◆ What you are asked to do
Find the lines holding the string "below" in the data, then copy all of them.

◆ Data listing
★ ★ ★ ★ ★ ★ ★
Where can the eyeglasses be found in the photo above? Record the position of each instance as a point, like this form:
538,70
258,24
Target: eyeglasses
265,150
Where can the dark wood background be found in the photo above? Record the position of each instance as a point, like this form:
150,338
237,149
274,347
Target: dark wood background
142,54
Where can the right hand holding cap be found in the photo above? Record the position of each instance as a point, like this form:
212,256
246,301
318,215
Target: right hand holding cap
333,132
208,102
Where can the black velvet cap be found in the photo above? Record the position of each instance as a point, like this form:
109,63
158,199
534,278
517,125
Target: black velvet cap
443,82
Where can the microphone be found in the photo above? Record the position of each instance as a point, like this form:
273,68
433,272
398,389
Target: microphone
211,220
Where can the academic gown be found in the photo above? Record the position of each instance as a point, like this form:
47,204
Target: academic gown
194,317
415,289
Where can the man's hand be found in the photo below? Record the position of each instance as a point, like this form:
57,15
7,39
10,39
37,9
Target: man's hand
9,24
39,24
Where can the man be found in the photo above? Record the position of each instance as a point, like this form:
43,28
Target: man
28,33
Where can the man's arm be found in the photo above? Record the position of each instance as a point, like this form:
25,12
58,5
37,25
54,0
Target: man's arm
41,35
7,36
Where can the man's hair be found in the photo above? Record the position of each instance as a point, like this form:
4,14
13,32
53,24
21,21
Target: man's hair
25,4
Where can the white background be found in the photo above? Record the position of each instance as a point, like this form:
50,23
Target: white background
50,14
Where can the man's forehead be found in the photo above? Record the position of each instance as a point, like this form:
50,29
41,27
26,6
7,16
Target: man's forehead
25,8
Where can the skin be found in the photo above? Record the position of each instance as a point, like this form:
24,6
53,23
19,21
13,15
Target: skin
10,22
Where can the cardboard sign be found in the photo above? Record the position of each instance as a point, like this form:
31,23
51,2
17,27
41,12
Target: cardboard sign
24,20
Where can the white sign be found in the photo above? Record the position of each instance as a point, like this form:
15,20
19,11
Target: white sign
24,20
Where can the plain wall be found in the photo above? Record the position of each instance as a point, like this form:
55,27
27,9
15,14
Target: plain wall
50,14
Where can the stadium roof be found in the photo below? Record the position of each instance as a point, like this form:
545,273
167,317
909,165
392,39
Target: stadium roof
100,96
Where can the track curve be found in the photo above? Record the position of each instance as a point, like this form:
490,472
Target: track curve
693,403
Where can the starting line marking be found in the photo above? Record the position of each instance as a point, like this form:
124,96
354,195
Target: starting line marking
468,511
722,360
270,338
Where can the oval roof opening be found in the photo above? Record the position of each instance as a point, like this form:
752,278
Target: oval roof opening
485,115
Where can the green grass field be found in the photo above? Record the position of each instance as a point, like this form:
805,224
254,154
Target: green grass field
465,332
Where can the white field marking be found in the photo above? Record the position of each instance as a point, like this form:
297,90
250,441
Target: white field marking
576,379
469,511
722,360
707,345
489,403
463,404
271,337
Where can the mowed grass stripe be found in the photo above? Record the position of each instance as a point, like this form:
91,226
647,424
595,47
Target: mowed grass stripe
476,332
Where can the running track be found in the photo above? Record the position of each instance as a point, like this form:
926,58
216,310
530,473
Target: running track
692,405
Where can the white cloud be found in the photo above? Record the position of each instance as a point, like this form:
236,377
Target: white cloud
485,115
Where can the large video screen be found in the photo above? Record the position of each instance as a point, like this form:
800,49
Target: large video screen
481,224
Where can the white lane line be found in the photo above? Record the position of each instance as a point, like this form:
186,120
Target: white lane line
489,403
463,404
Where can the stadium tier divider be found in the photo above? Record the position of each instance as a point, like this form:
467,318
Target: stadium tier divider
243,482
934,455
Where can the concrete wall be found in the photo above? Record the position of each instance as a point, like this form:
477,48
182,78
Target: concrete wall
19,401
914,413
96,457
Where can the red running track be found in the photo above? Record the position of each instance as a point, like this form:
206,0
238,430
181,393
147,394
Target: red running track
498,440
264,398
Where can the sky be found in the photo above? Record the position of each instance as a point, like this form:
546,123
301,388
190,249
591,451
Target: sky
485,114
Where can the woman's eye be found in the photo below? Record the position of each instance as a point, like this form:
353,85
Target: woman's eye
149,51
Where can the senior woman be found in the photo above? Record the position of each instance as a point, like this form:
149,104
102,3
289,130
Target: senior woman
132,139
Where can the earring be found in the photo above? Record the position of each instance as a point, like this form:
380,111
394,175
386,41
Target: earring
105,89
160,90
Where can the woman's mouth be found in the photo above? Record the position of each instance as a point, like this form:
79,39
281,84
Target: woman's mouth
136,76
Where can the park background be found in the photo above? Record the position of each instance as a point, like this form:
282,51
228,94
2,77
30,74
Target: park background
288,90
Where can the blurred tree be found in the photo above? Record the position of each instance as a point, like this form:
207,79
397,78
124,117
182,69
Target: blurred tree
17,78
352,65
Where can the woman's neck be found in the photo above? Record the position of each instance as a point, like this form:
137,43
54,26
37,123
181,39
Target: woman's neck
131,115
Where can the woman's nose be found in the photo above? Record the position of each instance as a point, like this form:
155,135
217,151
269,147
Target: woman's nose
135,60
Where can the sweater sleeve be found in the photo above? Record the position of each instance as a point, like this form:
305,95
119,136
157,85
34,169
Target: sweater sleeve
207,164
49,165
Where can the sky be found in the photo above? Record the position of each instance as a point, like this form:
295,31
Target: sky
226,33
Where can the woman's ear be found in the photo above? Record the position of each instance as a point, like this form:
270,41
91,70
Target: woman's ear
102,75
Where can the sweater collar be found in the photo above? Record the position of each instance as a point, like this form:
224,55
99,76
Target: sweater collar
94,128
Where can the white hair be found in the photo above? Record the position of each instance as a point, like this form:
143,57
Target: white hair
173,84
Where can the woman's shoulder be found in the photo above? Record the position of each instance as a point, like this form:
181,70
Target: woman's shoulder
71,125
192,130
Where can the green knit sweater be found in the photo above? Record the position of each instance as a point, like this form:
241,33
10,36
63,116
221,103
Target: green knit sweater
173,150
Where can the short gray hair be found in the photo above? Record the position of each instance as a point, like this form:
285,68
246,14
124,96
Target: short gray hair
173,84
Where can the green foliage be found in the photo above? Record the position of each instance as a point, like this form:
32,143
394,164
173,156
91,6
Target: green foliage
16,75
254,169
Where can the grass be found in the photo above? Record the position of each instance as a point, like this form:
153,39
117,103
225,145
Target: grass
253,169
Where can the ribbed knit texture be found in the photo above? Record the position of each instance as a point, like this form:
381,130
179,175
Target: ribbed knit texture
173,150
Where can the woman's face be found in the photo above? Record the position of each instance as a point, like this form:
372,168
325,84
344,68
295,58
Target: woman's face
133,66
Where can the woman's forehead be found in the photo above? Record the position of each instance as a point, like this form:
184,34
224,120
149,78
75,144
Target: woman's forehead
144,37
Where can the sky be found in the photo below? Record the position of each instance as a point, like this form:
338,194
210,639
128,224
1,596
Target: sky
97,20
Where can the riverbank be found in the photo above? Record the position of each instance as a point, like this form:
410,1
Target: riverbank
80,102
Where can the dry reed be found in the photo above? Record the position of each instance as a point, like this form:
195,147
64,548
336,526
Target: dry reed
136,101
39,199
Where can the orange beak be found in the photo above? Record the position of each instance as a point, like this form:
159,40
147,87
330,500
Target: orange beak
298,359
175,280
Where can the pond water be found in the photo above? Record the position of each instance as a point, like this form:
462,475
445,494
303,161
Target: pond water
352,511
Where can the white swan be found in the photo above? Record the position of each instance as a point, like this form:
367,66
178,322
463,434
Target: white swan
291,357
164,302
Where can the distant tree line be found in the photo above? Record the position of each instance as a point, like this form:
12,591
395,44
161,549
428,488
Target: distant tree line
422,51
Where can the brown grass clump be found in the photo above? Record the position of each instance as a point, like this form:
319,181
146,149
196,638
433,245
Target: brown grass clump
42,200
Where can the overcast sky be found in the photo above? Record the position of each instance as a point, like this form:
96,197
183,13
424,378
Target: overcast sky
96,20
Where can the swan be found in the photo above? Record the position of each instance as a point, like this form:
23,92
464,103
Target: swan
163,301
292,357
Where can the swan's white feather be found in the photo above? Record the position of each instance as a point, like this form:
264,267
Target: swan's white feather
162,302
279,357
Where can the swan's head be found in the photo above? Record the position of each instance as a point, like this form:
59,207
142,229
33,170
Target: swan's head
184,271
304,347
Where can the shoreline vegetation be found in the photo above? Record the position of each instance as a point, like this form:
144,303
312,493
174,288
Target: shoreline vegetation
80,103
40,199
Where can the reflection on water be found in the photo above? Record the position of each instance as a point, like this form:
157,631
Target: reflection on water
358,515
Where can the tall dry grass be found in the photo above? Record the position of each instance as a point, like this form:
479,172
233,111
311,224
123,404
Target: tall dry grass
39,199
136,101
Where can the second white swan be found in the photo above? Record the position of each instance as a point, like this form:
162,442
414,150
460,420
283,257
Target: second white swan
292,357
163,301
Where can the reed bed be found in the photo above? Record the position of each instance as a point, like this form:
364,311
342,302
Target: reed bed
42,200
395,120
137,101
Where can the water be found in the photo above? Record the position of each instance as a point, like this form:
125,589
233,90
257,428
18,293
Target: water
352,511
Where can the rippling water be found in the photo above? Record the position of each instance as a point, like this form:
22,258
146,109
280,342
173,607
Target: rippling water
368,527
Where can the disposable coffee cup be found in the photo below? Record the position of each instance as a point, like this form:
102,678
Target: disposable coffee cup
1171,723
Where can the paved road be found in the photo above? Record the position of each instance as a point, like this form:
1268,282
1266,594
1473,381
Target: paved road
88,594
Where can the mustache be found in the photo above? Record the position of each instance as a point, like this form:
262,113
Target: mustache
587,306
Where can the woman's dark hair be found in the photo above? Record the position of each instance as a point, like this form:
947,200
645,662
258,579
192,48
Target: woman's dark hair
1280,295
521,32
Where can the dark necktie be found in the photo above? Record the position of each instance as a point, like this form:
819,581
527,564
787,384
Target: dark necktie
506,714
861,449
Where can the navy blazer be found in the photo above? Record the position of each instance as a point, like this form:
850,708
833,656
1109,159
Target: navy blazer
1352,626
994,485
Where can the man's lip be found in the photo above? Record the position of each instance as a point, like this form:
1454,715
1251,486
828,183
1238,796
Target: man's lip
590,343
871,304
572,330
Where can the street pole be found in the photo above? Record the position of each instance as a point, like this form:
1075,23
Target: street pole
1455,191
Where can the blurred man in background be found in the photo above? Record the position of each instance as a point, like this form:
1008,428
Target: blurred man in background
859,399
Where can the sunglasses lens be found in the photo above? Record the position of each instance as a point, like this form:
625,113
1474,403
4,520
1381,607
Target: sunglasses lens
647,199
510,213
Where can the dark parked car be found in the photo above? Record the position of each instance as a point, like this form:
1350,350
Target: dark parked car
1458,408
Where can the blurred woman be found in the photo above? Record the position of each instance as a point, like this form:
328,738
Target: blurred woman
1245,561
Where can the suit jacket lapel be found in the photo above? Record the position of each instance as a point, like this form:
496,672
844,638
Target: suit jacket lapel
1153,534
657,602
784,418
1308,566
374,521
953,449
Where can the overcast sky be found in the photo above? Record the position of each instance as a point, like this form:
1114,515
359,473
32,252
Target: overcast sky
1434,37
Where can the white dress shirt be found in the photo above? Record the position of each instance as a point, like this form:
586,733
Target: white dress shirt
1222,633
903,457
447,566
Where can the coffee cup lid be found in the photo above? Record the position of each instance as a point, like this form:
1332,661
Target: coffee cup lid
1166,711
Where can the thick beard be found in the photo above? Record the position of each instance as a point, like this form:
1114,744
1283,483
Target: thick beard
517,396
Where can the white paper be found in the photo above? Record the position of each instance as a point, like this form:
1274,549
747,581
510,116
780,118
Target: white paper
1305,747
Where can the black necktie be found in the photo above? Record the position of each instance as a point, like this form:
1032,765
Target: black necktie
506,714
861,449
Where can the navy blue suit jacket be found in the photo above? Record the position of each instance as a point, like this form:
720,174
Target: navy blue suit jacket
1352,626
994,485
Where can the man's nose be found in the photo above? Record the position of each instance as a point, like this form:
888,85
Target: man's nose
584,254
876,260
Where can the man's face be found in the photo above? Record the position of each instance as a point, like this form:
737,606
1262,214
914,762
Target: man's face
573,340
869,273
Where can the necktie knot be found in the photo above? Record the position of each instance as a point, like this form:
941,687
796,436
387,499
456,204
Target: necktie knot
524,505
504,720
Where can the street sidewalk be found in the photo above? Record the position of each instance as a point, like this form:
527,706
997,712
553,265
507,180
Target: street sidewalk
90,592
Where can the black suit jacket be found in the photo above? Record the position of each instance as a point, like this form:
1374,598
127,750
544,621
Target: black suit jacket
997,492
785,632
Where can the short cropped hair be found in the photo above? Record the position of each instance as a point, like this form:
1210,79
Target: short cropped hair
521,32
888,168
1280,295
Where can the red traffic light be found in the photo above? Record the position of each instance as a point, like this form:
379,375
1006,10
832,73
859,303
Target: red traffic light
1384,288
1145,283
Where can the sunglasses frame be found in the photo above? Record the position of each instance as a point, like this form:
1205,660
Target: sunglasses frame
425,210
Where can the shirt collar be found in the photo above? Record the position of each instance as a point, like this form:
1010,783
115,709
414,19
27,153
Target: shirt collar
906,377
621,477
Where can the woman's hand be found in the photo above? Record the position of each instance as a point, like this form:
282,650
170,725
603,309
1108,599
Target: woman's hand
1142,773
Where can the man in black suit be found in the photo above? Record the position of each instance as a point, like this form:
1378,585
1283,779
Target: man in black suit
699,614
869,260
★ ★ ★ ★ ★ ★ ★
◆ Solution to the exercise
Where can the man's hand be found in the photo below? Record the position of each instance as a point, like this form:
Where can the stadium roof be found in the photo below? Record the position of each instance as a point, like this form:
Where can the woman's eye be found in the photo below? Record the position of each instance as a point, like this form:
Where can the sky be found in the photo below? Record the position of each instance as a point, like this form:
Where can the disposable coffee cup be found in the photo below? Record the position of each instance as a point, like this form:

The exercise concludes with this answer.